Preguntas de estudio
A - Transcribe literalmente el pasaje sobre el retrato renacentista desde "Con el Renacimiento" hasta "las épocas sucesivas.".
B - Responde, según el pasaje sobre el retrato escultórico del Renacimiento:
(i) ¿Qué procedimiento de moldeo en vivo se retoma en esa época?
(ii) ¿En qué museo se hallan los dos bustos citados?
(iii) ¿A qué escultor se atribuye la Constanza Bonarelli?
C - Prosigue el pasaje sobre el retrato escultórico renacentista a partir de su última frase.

### Extracto del documento ###

Con el Renacimiento renace el antiguo concepto de fama que motivaba el retrato y de nuevo se recurre al moldeo en vivo aplicando mascarillas de cera sobre el rostro. En el Museo Bargello de Florencia (Italia), entre lo mejor de la escultura, dos bustos se remueven inquietos... alguna noche despertarán a los otros mármoles. Son el enérgico Bruto, de Miguel Ángel –alegoría de Lorenzino de Médici, asesino del Duque Alejandro, opresor de Florencia– y la vibrante Constanza Bonarelli, de Bernini. Físico, pathos y ethos se funden en un aire de pensada espontaneidad, acentuada por la textura fresca de la gradina y el cincel. La tradición del retrato se mantiene hasta la actualidad, como veremos al tratar las épocas sucesivas.

### Registros de datos ###

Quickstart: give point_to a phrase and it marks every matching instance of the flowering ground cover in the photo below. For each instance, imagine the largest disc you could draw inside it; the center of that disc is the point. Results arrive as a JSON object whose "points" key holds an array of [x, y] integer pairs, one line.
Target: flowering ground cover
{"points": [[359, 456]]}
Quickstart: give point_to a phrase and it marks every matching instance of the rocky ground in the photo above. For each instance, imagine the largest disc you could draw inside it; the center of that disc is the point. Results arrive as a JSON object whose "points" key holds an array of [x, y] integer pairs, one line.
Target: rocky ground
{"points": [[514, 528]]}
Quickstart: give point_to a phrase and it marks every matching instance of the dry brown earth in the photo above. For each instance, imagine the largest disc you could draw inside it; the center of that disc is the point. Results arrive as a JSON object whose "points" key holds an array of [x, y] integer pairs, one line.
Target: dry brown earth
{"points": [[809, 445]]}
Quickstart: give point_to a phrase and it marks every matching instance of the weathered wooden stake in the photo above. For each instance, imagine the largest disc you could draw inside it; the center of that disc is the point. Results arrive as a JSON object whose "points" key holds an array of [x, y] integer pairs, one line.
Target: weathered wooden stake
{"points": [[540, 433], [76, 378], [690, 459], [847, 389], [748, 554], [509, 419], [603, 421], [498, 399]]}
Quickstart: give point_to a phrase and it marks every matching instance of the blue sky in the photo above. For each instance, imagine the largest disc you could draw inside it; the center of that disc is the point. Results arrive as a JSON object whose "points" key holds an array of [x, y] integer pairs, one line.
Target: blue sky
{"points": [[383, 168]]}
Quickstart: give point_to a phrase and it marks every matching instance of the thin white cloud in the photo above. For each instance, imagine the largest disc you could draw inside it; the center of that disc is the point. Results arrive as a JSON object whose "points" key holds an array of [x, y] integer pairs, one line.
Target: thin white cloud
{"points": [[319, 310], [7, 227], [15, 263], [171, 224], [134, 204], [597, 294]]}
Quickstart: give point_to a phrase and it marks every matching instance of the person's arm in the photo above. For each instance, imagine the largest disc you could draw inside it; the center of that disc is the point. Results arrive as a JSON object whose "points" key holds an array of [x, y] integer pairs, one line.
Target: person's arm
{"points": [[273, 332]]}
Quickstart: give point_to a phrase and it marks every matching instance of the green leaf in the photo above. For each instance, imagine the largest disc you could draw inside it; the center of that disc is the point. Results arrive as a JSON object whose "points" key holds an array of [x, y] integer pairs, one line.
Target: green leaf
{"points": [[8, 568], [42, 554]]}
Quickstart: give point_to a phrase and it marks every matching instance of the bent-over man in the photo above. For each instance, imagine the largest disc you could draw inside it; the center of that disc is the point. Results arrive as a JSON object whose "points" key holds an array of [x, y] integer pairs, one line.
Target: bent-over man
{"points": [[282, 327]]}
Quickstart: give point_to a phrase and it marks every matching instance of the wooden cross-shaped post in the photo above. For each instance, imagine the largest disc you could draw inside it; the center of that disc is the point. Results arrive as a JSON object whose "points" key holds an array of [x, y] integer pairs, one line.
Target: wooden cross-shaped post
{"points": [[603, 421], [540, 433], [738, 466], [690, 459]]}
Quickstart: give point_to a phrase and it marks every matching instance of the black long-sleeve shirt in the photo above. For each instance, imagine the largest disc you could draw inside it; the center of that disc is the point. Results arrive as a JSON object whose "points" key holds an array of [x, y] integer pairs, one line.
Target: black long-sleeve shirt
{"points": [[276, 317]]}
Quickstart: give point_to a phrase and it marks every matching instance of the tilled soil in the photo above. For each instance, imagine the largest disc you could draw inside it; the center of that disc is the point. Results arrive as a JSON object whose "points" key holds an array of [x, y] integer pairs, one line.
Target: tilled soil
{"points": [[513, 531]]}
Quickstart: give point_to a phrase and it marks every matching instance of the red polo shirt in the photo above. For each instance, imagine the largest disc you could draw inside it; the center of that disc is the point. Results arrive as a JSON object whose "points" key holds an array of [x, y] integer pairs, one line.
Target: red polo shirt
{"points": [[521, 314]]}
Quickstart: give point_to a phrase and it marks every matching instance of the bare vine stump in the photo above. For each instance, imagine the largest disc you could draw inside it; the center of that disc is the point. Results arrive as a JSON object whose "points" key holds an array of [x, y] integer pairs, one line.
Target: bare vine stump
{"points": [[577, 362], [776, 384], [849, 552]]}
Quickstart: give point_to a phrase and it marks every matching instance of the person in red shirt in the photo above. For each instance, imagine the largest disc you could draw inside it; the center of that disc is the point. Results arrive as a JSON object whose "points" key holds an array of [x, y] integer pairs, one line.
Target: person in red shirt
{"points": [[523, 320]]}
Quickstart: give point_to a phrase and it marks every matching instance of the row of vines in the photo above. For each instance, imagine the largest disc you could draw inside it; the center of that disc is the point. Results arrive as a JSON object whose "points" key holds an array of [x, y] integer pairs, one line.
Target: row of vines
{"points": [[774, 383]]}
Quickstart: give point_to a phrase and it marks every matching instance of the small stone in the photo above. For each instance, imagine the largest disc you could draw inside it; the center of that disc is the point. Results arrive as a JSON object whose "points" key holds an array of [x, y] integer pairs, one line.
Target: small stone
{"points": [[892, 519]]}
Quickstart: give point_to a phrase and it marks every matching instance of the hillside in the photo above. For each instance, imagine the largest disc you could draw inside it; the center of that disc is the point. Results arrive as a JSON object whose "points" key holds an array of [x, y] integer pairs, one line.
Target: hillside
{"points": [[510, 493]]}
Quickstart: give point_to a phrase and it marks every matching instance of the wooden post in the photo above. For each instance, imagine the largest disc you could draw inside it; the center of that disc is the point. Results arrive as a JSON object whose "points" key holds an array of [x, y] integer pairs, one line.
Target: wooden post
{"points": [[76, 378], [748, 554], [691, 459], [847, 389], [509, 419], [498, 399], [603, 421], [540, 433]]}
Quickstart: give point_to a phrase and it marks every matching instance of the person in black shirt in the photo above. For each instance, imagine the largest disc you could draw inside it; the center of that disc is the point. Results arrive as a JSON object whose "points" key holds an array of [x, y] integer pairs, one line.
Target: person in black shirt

###

Respuestas del ejercicio
A -
Con el Renacimiento renace el antiguo concepto de fama que motivaba el retrato y de nuevo se recurre al moldeo en vivo aplicando mascarillas de cera sobre el rostro. En el Museo Bargello de Florencia (Italia), entre lo mejor de la escultura, dos bustos se remueven inquietos... alguna noche despertarán a los otros mármoles. Son el enérgico Bruto, de Miguel Ángel –alegoría de Lorenzino de Médici, asesino del Duque Alejandro, opresor de Florencia– y la vibrante Constanza Bonarelli, de Bernini. Físico, pathos y ethos se funden en un aire de pensada espontaneidad, acentuada por la textura fresca de la gradina y el cincel. La tradición del retrato se mantiene hasta la actualidad, como veremos al tratar las épocas sucesivas.

B -
(i) La aplicación de mascarillas de cera sobre el rostro.
(ii) En el Museo Bargello de Florencia (Italia).
(iii) A Bernini.

C -
Sacerdote. Siglo I a. C. Esquisto verde. Ägyptisches Museum, Berlín (Alemania). Seguro de su personalidad, no la oculta.

Bernini. Constanza Bonarelli. 1637. Mármol de Carrara. Museo Nazionale del Bargello, Florencia (Italia).

Se dice que los retratados por Bernini se parecían a sus retratos.

Siddharta. Siglo II d. C. Esquisto. Bharat Kala Bhavan, Varanasi (Pakistán). El escultor publica el silencioso mundo interior del asceta.

El frío abrazo del mármol

El escultor trabajó para conjurar poderes cósmicos o magnificar el poder de los poderosos, pero sobre todo para vencer, si no la muerte, el olvido. Sorprende ver cómo el tema más universal, la muerte, ha originado tanta diversidad de formas y temas escultóricos: desde las pirámides a las urnas, de la lápida urbana a los moai de la isla de Pascua. También el tratamiento es dispar y va desde la exaltación del placer a lo macabro.

En el mundo antiguo, el cadáver, no necesariamente presente como entre los romanos, se encuentra envuelto en formas escultóricas; rodeado de objetos escultóricos y enmarcado en recintos –dólmenes, navetas, mastabas, hipogeos, pirámides...– en los que la escultura inventa la arquitectura.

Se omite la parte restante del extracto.